> **Task A**:
In the album reception text, which publication did Nick Logan write for?

> **Text**:
┄┄┄┄┄┄

Upon release, Rolling Stone published a glowing review saying, "It's difficult to isolate any one or two songs as being special favorites". Reviewer Todd Everett praised the band for "their ability to intermix vocal and instrumental sounds — the voices often go into a feedback guitar imitation. It's not the kind of trick every group should try". In the UK reception was also highly positive, with Ray Hollingworth of Melody Maker describing it as "energy-packed rock, basted with Bolan's poetic and imaginative vocals", while Nick Logan of New Musical Express opined it was "immensely enjoyable...electricity has had a dual effect of strengthening the rhythmic and melodic qualities of Bolan's compositions and after five albums, it must be a source of satisfaction to pull out such good songs". Disc & Music Echo also called it superb, claiming "sweeping strings and lush backings suit this duo far better than one might have expected" while Penny Valentine at Sounds noted "people may argue that T. Rex's sound is no longer mystic and pure, but I for one am thankful it's not...Marc, while still retaining a lot of typical Bolanesque, now has much more rhythmic appeal and firm attraction".

┄┄┄┄┄┄

> **Provided data**:
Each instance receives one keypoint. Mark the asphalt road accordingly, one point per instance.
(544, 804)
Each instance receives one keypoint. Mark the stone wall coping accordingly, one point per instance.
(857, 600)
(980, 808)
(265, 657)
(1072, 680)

┄┄┄┄┄┄

> **Task B**:
Arrange the two labeling entries above as a two-column CSV with the columns "instruction" and "points", one row per entry. Put each entry's text and its answer in a single quoted field, with line breaks replaced by spaces.

> **Final answer A**:
New Musical Express

> **Final answer B**:
instruction,points
"Each instance receives one keypoint. Mark the asphalt road accordingly, one point per instance.","(544, 804)"
"Each instance receives one keypoint. Mark the stone wall coping accordingly, one point per instance.","(857, 600) (980, 808) (265, 657) (1072, 680)"